+++ Provided records

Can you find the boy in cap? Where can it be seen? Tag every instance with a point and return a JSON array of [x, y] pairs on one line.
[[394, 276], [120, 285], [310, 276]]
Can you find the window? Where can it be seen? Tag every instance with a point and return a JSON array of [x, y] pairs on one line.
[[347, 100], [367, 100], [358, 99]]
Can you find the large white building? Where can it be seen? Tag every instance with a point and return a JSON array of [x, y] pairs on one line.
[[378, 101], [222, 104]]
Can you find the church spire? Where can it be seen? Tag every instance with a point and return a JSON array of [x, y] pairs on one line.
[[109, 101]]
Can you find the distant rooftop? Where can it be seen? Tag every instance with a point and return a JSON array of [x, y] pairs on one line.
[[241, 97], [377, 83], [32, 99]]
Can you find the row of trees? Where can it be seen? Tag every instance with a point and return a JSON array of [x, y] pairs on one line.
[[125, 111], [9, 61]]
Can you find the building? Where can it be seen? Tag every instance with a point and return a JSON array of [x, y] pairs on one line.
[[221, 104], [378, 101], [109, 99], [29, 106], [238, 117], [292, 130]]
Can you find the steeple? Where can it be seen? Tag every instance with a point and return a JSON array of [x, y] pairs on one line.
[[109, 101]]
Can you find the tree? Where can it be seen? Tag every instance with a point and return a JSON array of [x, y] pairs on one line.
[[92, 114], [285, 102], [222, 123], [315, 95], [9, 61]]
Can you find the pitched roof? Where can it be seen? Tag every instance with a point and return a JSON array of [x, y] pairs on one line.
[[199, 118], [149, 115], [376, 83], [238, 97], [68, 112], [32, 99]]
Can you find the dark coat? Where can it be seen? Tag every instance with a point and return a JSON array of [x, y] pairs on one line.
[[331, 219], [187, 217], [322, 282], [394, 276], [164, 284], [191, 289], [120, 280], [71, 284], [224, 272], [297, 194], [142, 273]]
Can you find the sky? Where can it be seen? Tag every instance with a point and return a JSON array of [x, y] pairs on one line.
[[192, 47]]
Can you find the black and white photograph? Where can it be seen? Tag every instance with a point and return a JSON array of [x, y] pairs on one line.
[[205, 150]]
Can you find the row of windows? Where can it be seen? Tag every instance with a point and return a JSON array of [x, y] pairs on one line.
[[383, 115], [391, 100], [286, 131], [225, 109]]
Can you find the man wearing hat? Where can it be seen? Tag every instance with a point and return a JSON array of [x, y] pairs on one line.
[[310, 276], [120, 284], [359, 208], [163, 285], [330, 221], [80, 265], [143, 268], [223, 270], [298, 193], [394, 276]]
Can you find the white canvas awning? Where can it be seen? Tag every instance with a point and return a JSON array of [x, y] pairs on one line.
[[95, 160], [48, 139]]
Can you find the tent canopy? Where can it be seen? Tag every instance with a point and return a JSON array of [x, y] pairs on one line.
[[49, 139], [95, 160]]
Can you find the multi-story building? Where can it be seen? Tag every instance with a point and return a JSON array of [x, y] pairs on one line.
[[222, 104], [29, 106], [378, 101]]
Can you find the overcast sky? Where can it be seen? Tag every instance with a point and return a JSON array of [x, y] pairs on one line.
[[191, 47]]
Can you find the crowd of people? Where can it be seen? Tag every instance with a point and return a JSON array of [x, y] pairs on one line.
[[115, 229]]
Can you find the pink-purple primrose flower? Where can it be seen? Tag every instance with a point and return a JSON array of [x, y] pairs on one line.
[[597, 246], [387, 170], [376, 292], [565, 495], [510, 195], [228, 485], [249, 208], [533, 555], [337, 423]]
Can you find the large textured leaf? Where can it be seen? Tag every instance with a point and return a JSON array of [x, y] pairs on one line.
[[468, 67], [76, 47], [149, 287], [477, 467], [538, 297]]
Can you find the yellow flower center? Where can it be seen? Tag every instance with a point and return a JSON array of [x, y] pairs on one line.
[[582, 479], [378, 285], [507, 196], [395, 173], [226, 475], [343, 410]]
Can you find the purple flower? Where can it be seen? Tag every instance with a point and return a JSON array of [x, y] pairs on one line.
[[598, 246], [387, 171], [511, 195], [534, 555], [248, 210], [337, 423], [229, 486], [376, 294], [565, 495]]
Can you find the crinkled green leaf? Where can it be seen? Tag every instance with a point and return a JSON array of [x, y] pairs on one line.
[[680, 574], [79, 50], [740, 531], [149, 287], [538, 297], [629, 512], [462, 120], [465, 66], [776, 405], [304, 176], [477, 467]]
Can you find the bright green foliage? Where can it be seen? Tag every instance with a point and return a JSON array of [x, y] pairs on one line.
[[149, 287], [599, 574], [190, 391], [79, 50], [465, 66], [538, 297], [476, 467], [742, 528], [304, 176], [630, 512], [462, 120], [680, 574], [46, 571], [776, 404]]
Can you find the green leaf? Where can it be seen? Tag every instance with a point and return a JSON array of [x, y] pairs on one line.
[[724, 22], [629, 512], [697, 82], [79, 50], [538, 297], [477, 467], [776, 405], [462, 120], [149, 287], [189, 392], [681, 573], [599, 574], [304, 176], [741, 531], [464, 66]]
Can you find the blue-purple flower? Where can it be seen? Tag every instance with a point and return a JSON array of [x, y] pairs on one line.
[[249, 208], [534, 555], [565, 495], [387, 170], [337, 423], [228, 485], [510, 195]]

++++++

Render the records from the line containing "Can you find the man" through the line containing "193], [394, 276]]", both ends included, as a JSON list of strings with one string per line and no blank lines.

[
  "Can you find the man wearing hat? Where can it be seen? Tag every instance with a point and return a JSON array of [x, y] pairs on one line.",
  "[[310, 276], [120, 284], [359, 208], [163, 285], [330, 221], [80, 265], [143, 268], [223, 270], [298, 193], [394, 276]]"
]